[AIM]: Please repeat every one of the records below word for word, leaving out the pictures.
= = =
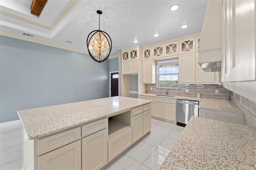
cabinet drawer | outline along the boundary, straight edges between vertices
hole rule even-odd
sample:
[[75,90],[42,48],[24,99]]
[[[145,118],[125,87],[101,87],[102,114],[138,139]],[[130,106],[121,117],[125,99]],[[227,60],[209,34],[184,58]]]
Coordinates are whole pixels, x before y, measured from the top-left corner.
[[176,99],[167,99],[160,97],[150,97],[151,100],[156,102],[159,102],[164,103],[172,103],[174,104],[176,104]]
[[132,145],[132,128],[108,141],[108,162]]
[[140,114],[143,112],[143,106],[138,107],[132,110],[132,116],[134,116],[136,115]]
[[146,111],[148,110],[149,110],[150,109],[151,109],[151,103],[143,105],[143,111]]
[[81,127],[38,139],[38,155],[61,147],[81,138]]
[[108,119],[102,119],[82,126],[82,137],[89,135],[108,126]]

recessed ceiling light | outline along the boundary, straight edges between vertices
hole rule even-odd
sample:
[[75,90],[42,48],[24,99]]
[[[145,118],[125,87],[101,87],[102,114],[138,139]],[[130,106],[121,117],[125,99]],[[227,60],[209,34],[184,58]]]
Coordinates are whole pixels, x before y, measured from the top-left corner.
[[182,26],[181,26],[181,27],[182,28],[186,28],[187,27],[188,27],[187,25],[183,25]]
[[171,11],[175,11],[175,10],[177,10],[178,8],[179,8],[179,6],[178,5],[173,5],[170,8]]

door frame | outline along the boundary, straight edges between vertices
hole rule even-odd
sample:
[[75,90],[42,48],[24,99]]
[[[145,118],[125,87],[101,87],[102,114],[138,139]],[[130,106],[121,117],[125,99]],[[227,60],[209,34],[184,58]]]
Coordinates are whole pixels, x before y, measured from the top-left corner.
[[119,72],[118,71],[110,71],[109,72],[109,97],[111,97],[111,73],[114,73],[117,72],[118,74],[118,87],[119,87],[119,79],[120,78],[119,77]]

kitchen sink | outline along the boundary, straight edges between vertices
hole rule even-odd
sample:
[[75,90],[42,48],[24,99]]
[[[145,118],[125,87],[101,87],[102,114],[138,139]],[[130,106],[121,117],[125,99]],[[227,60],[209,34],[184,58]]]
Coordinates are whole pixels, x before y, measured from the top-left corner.
[[173,96],[173,95],[169,95],[168,94],[157,94],[156,96],[167,96],[167,97],[174,97],[175,96]]

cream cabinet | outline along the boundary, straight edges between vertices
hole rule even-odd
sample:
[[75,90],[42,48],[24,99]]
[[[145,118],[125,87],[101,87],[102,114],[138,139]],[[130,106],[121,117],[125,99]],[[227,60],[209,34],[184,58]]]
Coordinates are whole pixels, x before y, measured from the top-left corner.
[[[151,109],[151,104],[150,104]],[[143,112],[143,135],[151,130],[151,110]]]
[[139,57],[139,48],[135,47],[122,51],[122,61],[136,60]]
[[176,99],[151,97],[151,115],[154,118],[176,123]]
[[83,170],[100,169],[108,163],[108,137],[105,129],[82,139]]
[[192,37],[179,41],[180,54],[196,52],[196,38]]
[[98,170],[108,163],[108,119],[82,126],[82,170]]
[[179,54],[178,41],[170,42],[152,47],[153,59],[177,55]]
[[196,82],[195,73],[196,55],[195,53],[180,55],[179,56],[179,83],[195,82]]
[[152,48],[143,49],[143,60],[152,59]]
[[140,113],[132,118],[132,143],[143,136],[143,113]]
[[79,140],[39,156],[38,169],[80,170],[81,159],[81,140]]
[[151,109],[151,104],[150,103],[133,109],[132,110],[132,143],[150,131]]
[[152,60],[143,61],[143,83],[156,83],[156,62]]
[[139,61],[138,60],[122,62],[122,73],[123,74],[138,73],[138,67]]

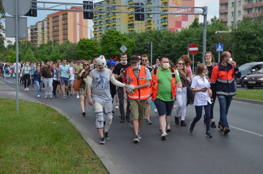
= = =
[RESULT FOR THIS EXERCISE]:
cabinet drawer | outline along the boundary, straight edges between vertices
hole rule even-odd
sample:
[[75,90],[42,48],[24,99]]
[[[145,118],[125,87],[101,87],[102,114],[138,139]],[[130,106],[121,117],[125,99]],[[227,60],[209,34],[184,58]]]
Coordinates are whole pixels, x before y, measured from the top-left corner.
[[176,99],[167,99],[160,97],[150,97],[151,100],[156,102],[159,102],[164,103],[172,103],[174,104],[176,104]]
[[132,145],[132,128],[108,141],[108,162]]
[[140,114],[143,112],[143,106],[138,107],[132,110],[132,116],[134,116],[136,115]]
[[146,111],[148,110],[149,110],[150,109],[151,109],[151,103],[143,105],[143,111]]
[[81,127],[38,139],[38,155],[61,147],[81,138]]
[[108,119],[102,119],[82,126],[82,137],[89,135],[108,126]]

recessed ceiling light | outline along the boundary, straight edges between vertices
hole rule even-odd
sample:
[[75,90],[42,48],[24,99]]
[[[145,118],[125,87],[101,87],[102,114],[138,139]],[[130,106],[121,117],[125,99]],[[227,60],[209,34],[184,58]]]
Coordinates are whole pixels, x before y, measured from the top-left corner.
[[182,26],[181,26],[181,27],[182,28],[186,28],[187,27],[188,27],[187,25],[183,25]]
[[171,11],[175,11],[175,10],[177,10],[178,8],[179,8],[179,6],[178,5],[173,5],[170,8]]

door frame | outline along the boundary, straight edges between vertices
hole rule even-odd
sample:
[[75,90],[42,48],[24,99]]
[[[145,118],[125,87],[101,87],[102,114],[138,139]],[[130,106],[121,117],[125,99]],[[227,60],[209,34],[184,58]]]
Coordinates are whole pixels, x before y, measured from the top-left corner.
[[119,72],[118,71],[110,71],[109,72],[109,97],[111,97],[111,73],[114,73],[117,72],[118,74],[118,87],[119,87],[119,79],[120,78],[119,77]]

kitchen sink | outline along the boundary, straight edges between vertices
hole rule even-odd
sample:
[[75,90],[42,48],[24,99]]
[[[145,118],[125,87],[101,87],[102,114],[138,139]],[[130,106],[121,117],[125,99]],[[227,60],[209,34],[184,58]]]
Coordinates are whole pixels, x before y, measured from the top-left corner.
[[173,96],[173,95],[169,95],[168,94],[157,94],[156,96],[167,96],[167,97],[174,97],[175,96]]

cream cabinet | outline along the boundary, straight edges between vertices
hole rule even-odd
sample:
[[75,90],[42,48],[24,99]]
[[[145,118],[125,87],[101,87],[102,114],[138,139]],[[130,106],[121,117],[125,99]],[[227,60],[209,34],[184,58]]]
Coordinates are whole pixels, x before y, measured from the top-left corner.
[[[151,109],[151,104],[150,104]],[[143,112],[143,135],[151,130],[151,110]]]
[[139,57],[139,48],[135,47],[122,51],[122,61],[136,60]]
[[176,99],[151,97],[151,115],[154,118],[176,123]]
[[83,170],[100,169],[108,163],[108,137],[105,129],[82,139]]
[[192,37],[179,41],[180,54],[196,52],[196,38]]
[[98,170],[108,163],[108,119],[82,126],[82,170]]
[[179,54],[178,41],[170,42],[152,47],[153,59],[177,55]]
[[196,82],[195,73],[196,55],[195,53],[180,55],[179,56],[179,83],[195,82]]
[[152,48],[143,49],[143,60],[152,59]]
[[140,113],[132,118],[132,143],[143,136],[143,113]]
[[79,140],[39,156],[38,169],[80,170],[81,159],[81,140]]
[[151,109],[151,104],[150,103],[133,109],[132,110],[132,143],[150,131]]
[[152,60],[143,61],[143,83],[156,83],[156,62]]
[[139,61],[138,60],[122,62],[122,73],[123,74],[138,73],[138,67]]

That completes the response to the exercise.